課題の内容:
[1] 本文では、サクランの分子量はどれくらいだと書かれていますか。
[2] 記録の中から、「soccer」という語を含む行をすべて書き出してください。

本文:
☆ ☆ ☆
まずはリピジュアをできるだけ多く配合したジェルをつくろう、と試作をしたところ、10%を超えた濃度になってくるとベタベタしてしまいました。
 
いくら「効果優先で使用感は気にしない」というブランドポリシーがあっても、ベタベタしたジェルでは毎日使い続けるのがストレスになってしまいます。
 
また、安定性試験を続けていると、試作品のジェルの中に米粒の半分くらいのダマができてきてしまいました。
 
化粧品は試作すると通常3~6ヶ月ほどの安定性試験(いくつかの温度条件で一定期間保存し、分離や変質が起きないかどうかを調べる試験)を行うのですが、成分を高濃度で配合しようとすると、どうしても分離や変質は起きやすくなるのです。
 
幸いなことに、ゼリー状のダマは指で潰せばなくなる程度のもので、ジェルの使用に問題はなかったので、リピジュアを10%の濃度で配合したジェルはこうして完成しました。(ちなみにLOTION 1.25もいくつもの成分を高配合しているので、安定性の面では難儀しました。改良に改良を重ねて試作品をつくってくれたN山さんに、この場を借りて御礼申し上げます)
 
 
さて、リピジュアを中心として開発されたGEL 10.0ですが、リピジュアの補助的な保湿目的で『サクラン』という成分が使われています。
 
サクランは化粧品の成分としては比較的新しい成分ですが、その最大の特徴は「物質としてとっても大きい」ということです。
 
物質の大きさは『分子量』というもので表されますが、サクランの分子量は1,200万~2,000万。
 
化粧品に使われているコラーゲンの分子量が1,000~10,000くらい、人体のコラーゲンが30万、リピジュアが60万、ヒアルロン酸は幅があるようですが100万ほど。
 
サクランは圧倒的に大きく、肌の表面にしっかりとバリアの膜を張ってくれます。
 
また、ヒアルロン酸の10倍の保水力を持っています。
☆ ☆ ☆
記録一覧:
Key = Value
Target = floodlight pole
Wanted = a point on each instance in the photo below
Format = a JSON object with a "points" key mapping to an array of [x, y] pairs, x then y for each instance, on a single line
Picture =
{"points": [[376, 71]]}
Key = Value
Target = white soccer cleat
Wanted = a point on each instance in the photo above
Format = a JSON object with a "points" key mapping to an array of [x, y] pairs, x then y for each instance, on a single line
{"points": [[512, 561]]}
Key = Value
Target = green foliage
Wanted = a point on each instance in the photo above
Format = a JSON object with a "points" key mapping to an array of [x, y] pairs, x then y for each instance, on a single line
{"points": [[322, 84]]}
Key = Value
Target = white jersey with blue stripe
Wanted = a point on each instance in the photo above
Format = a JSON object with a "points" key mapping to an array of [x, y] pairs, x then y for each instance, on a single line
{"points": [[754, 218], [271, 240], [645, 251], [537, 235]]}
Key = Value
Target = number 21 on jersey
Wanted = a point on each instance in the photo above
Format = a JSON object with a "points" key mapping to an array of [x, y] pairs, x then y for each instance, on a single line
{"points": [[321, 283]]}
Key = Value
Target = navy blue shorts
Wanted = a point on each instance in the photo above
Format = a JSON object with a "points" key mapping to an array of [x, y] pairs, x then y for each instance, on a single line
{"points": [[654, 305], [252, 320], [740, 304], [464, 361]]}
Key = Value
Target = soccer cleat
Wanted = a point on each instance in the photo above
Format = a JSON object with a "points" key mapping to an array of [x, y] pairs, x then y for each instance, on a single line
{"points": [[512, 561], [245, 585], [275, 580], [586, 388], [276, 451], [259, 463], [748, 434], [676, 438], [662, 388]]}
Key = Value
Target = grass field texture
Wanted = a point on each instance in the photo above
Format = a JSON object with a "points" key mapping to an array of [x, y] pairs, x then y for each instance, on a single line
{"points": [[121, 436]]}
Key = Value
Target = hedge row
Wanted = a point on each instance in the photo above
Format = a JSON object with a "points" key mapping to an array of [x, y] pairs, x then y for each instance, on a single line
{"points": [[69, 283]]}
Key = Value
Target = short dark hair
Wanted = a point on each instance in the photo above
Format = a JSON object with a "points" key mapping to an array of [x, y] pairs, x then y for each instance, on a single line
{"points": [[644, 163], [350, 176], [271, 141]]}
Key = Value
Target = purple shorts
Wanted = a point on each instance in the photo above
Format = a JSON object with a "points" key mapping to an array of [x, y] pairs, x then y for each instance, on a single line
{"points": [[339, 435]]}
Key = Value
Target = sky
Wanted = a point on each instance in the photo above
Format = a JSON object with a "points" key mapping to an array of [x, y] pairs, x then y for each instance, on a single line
☆ ☆ ☆
解答はこちら:
[1] 1,200万~2,000万です。

[2]
Target = white soccer cleat
Target = soccer cleat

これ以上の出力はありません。